TASK STATEMENT: Render as a JSON list of strings, one string per line and omitting blank lines, the lines of the items below from the line containing "Annotate each instance of the rough" through the line containing "x=464 y=356", both included.

---*---

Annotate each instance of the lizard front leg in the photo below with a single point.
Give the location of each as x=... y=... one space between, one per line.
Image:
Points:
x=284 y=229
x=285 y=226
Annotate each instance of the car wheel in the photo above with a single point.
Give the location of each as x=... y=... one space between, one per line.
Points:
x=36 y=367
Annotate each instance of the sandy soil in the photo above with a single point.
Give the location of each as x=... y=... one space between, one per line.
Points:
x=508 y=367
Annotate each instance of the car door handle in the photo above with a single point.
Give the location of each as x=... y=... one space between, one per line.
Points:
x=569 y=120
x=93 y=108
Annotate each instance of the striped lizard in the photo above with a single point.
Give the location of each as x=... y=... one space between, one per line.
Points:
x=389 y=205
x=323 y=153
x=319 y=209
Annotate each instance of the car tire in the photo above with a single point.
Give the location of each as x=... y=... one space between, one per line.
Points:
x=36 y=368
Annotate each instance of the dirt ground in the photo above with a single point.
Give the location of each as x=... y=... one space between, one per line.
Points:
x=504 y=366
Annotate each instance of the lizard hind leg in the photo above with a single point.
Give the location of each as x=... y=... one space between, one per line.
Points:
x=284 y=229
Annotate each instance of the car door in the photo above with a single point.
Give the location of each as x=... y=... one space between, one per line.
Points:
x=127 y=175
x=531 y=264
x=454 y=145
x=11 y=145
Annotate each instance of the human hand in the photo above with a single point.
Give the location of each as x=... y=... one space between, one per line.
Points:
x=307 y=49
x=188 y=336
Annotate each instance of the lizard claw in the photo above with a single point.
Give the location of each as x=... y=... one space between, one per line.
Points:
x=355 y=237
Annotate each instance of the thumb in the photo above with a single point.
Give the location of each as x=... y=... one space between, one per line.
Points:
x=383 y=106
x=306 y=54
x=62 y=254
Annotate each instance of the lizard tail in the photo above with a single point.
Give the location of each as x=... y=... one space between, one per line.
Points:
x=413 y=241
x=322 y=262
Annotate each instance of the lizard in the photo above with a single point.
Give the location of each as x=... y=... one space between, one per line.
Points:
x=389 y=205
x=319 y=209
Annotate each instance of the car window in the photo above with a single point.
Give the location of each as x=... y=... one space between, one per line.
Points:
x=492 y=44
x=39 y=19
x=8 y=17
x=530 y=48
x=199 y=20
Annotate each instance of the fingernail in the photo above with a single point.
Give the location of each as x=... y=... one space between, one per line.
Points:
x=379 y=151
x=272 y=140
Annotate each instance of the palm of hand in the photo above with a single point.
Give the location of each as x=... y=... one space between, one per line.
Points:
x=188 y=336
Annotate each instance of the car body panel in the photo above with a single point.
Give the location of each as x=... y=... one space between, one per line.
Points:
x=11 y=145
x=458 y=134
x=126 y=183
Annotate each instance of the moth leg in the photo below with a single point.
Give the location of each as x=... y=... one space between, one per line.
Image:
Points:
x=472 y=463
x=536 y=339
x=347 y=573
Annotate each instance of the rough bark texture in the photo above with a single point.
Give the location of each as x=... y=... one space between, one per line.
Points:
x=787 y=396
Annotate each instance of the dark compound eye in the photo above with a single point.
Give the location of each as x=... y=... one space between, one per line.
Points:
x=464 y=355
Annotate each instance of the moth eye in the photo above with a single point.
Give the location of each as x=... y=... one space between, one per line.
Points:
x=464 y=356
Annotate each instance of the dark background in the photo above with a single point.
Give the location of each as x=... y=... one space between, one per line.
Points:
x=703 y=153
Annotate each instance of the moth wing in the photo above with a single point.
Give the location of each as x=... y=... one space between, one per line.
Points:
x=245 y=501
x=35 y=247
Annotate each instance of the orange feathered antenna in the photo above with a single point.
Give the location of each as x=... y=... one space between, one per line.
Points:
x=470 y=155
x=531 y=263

---*---

THE REPLY:
[
  "Annotate each instance of the rough bark texture in the photo above with a single point.",
  "Give the location of each as x=... y=... one space between, one per line.",
  "Points:",
  "x=787 y=396",
  "Annotate each instance of the dark compound eye in the photo above with a single point.",
  "Give the location of each as x=... y=... one space between, one per line.",
  "Points:",
  "x=464 y=355",
  "Annotate each instance of the moth eye in the photo above with a single point.",
  "Give the location of each as x=... y=... one space between, one per line.",
  "Points:",
  "x=464 y=356"
]